-------- RECORDS SHOWN
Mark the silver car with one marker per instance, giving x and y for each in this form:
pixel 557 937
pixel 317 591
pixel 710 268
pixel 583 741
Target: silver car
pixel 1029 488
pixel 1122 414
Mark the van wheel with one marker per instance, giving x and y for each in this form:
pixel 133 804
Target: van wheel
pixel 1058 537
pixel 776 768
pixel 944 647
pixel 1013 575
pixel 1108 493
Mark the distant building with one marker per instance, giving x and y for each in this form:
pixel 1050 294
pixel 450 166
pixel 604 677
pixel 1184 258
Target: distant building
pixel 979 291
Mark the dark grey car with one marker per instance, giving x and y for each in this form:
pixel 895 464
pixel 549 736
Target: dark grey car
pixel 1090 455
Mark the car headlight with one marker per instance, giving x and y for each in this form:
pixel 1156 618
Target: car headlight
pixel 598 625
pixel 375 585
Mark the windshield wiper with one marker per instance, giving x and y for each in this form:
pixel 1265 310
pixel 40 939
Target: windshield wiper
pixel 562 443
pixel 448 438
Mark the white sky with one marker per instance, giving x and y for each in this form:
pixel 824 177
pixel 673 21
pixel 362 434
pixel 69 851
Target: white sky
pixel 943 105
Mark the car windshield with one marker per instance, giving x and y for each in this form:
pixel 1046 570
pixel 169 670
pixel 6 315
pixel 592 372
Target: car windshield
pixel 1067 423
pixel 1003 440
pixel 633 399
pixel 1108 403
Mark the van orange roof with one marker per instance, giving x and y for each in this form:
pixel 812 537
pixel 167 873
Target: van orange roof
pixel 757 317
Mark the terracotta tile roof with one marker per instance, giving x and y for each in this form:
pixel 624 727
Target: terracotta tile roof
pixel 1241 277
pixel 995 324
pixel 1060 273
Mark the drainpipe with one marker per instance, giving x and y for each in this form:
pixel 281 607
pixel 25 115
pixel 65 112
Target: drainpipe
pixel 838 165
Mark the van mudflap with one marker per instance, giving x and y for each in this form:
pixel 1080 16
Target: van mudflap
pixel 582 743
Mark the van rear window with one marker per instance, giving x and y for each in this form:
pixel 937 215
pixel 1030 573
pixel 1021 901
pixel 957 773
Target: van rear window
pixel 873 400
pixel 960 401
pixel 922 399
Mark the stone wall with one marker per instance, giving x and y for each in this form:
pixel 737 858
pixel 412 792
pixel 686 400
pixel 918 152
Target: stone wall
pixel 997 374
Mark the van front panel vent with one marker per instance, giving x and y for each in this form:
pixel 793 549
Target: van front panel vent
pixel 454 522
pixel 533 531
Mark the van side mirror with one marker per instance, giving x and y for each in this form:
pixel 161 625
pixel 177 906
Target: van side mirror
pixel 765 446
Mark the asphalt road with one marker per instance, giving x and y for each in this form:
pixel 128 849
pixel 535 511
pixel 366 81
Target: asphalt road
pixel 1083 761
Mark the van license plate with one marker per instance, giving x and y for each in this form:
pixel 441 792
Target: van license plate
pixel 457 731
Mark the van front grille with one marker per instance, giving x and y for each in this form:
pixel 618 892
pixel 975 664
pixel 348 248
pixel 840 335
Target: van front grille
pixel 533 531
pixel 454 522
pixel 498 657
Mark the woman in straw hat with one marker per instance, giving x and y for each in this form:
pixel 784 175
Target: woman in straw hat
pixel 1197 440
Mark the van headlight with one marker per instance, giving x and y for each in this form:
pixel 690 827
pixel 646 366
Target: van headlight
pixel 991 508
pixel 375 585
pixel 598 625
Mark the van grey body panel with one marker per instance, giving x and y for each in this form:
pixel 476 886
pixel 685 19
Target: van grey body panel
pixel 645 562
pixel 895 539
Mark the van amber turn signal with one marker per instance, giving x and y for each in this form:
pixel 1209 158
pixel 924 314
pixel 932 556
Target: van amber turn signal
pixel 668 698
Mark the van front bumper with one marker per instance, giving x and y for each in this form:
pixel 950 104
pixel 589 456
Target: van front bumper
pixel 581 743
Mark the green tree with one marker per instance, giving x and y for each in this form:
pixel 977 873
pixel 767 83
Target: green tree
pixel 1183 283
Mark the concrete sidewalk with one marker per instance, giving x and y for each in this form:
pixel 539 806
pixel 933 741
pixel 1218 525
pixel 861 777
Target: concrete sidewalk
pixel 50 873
----------------
TASK TO COMPLETE: Would you please repeat exactly the lines above, starting at the line with "Target: van license plate" and stopping at the line with "pixel 784 175", both included?

ANSWER TO THIS TASK:
Target: van license plate
pixel 457 731
Mark the van front grille with one marker per instance, giving x and y for each in this form:
pixel 618 892
pixel 975 664
pixel 348 248
pixel 840 335
Target: van front grille
pixel 533 531
pixel 454 522
pixel 498 657
Mark the woman in straw hat with one marker per instance, giving x and y for each in this form:
pixel 784 175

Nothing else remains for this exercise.